TEXT PASSAGE
## begin
At home, I apply the merry maids in a bottle to the shower.

The spray tip is partially clogged. The cleaner spurts from the can with the sound of wet fart. The clog dam bursts and a foamy mist covers the shower surface. The bubbles hit the soap scum and hiss ferociously, but otherwise, not much happens.

The can says to allow the cleaner to penetrate dirt and soap scum. Huh. Perhaps the bubbles are shy. I wander off.

I return several minutes later, sponge in hand. The instructions say to wipe clean. I wipe. The soap scum is soft...like gum. The sponge sinks into the softened filth. I am now smearing scum into artful designs. I work at it a little longer, putting muscle into the effort and some of the dirt departs the shower.

Before I realize it, I'm scrubbing. Scrubbing. I pick up the can and curse. Sure they loosened the scum and the bathroom doesn't smell like a Super Fund site, but "Thar be no scrub in them thar bubbles." I am pirate-y peeved.
## end
MATERIAL
## begin
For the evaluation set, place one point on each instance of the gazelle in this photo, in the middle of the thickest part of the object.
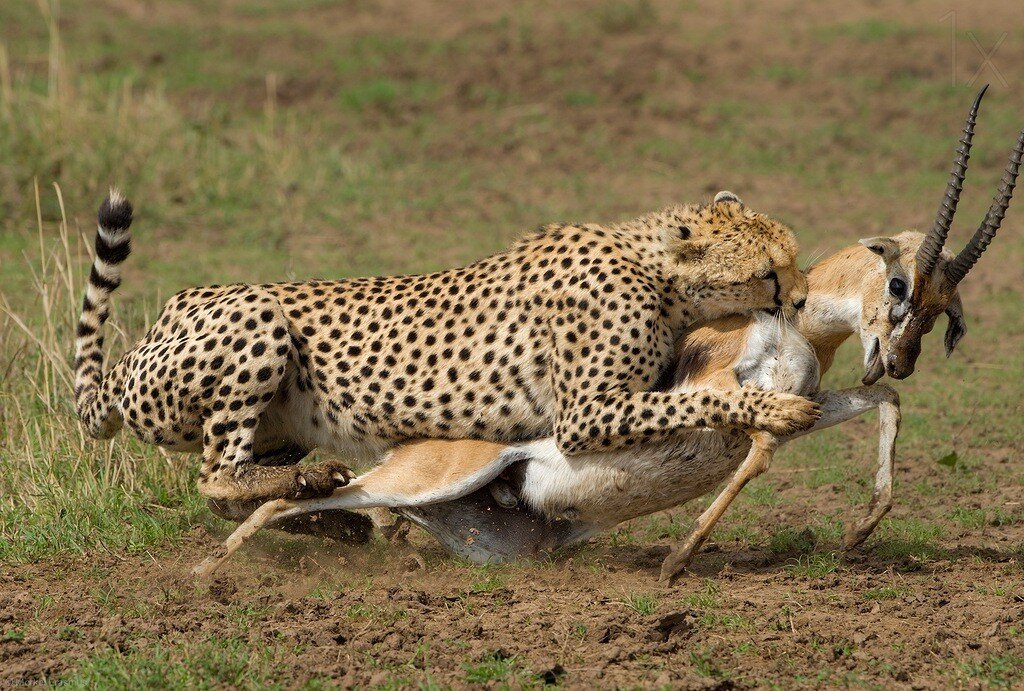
## end
WHAT YOU NEED TO DO
- 1) Answer these from the shower-cleaning piece:
(a) What is wrong with the spray tip?
(b) What does the soap scum feel like when the sponge first wipes it?
(c) What does the bathroom not smell like afterward?
- 2) In the shower-cleaning piece, rewrite the stretch from "The can says" through "departs the shower.", swapping "sponge" for "rag".
- 3) Carry the shower-cleaning piece forward, picking up right after its final sentence.

PER-TASK ANSWERS
- 1)
(a) It is partially clogged.
(b) Soft, like gum.
(c) A Super Fund site.

- 2)
The can says to allow the cleaner to penetrate dirt and soap scum. Huh. Perhaps the bubbles are shy. I wander off.

I return several minutes later, rag in hand. The instructions say to wipe clean. I wipe. The soap scum is soft...like gum. The rag sinks into the softened filth. I am now smearing scum into artful designs. I work at it a little longer, putting muscle into the effort and some of the dirt departs the shower.

- 3)
In the absence of happy bubbles, there should be hard-working, scrubbing bubbles. Surly bubbles? No problem, so long as they scrub. But I shouldn't be swabbing the deck.

At this point, I decide to play the feminist card. Scrubbing Bubbles are just a right-wing ploy to keep me on my knees, cleaning, too stupified to do any thinking. Striking a blow against The Man, I walk away, leaving the half-clean shower.

(*Unfortunately, The Man in this case is my poor husband, the great guy who cooks dinner every night. He studies the artistically smeared soap scum and discarded sponge and wonders what the hell distracted his nutty wife this time. )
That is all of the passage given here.